(Mask labeling listing)
════════════════

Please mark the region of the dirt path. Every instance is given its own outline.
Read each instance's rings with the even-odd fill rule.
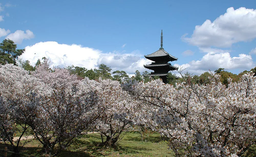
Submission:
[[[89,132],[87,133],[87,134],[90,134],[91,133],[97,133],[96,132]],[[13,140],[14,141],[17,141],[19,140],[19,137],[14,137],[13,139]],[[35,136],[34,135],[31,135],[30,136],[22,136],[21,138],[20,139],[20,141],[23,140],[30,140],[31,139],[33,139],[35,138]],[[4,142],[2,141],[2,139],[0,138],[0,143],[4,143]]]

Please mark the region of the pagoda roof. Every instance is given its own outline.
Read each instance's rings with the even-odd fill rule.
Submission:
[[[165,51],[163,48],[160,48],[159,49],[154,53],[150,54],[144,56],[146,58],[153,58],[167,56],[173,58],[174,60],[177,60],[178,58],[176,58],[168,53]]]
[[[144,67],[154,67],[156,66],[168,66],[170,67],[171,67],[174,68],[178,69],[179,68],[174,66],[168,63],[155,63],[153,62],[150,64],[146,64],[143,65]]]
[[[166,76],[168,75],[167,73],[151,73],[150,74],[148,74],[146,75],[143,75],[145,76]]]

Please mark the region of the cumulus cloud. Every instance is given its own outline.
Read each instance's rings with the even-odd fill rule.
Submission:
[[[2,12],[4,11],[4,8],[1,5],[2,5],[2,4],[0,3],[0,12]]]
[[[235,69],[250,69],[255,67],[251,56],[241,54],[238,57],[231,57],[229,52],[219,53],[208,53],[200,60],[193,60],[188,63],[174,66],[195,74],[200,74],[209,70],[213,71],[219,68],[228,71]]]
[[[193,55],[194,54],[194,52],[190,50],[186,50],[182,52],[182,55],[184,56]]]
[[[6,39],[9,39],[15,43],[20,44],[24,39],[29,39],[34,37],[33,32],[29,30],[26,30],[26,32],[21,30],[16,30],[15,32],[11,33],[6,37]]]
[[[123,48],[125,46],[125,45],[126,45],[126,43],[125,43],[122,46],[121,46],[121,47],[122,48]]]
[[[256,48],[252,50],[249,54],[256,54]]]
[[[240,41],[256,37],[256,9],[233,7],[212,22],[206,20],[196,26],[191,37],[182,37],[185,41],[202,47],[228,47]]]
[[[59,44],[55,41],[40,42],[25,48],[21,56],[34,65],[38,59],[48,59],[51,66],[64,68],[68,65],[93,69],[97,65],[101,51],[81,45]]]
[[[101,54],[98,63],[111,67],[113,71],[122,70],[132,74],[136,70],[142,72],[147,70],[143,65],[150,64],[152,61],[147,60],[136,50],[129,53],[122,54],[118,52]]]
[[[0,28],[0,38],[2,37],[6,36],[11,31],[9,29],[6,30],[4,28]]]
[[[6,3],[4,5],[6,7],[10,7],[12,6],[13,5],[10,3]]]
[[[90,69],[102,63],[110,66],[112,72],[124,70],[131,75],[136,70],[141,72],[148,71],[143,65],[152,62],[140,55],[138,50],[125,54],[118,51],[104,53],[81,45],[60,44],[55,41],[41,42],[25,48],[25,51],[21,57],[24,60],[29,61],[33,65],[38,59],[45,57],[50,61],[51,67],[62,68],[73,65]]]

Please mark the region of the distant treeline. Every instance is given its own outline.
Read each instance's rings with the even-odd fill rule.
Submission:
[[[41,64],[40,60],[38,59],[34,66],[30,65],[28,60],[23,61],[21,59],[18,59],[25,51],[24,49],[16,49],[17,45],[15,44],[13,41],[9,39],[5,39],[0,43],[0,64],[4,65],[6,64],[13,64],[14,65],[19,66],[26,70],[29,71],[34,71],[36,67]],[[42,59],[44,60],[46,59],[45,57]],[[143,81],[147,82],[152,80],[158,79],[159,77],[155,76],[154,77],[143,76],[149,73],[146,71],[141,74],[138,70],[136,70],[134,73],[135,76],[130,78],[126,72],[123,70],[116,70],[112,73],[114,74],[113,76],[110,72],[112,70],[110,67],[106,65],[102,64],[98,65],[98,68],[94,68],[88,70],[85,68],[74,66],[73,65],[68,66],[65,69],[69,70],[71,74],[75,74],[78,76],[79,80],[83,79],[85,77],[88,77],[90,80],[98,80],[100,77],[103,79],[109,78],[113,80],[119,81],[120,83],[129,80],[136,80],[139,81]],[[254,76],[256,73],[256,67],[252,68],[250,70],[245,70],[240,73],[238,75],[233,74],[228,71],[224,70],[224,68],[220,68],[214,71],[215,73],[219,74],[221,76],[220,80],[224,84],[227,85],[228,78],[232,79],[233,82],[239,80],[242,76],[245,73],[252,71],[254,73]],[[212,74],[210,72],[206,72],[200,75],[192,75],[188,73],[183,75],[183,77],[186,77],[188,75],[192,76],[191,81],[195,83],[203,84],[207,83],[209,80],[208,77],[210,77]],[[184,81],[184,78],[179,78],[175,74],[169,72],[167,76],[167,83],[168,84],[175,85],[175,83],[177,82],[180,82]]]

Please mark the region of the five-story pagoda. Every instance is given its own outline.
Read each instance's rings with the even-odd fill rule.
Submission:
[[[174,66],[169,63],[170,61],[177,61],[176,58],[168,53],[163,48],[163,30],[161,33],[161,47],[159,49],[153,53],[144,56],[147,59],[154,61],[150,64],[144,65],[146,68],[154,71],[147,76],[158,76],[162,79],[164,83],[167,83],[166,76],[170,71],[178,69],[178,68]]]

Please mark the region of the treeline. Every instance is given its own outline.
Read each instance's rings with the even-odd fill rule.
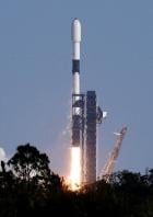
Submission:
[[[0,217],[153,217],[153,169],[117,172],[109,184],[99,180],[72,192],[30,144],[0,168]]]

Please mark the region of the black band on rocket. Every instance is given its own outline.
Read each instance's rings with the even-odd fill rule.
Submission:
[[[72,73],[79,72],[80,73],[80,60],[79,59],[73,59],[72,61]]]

════════════════

Reproduce, without any alteration, the lines of the listing from the line containing "Please mark the region of the treeline." through the end of the listing, both ends included, omitting the pictures.

### EXERCISE ANSWER
Please mark the region of the treeline. Every instance is given its own outline.
Read each instance's rings with the even-odd fill rule.
Submission:
[[[0,217],[153,217],[153,169],[117,172],[109,184],[99,180],[72,192],[30,144],[0,168]]]

Please mark the region of the black band on rocket. Every instance is given its own outline.
Read each instance's rings with the even-odd fill rule.
Submission:
[[[72,73],[79,72],[80,73],[80,60],[79,59],[73,59],[72,61]]]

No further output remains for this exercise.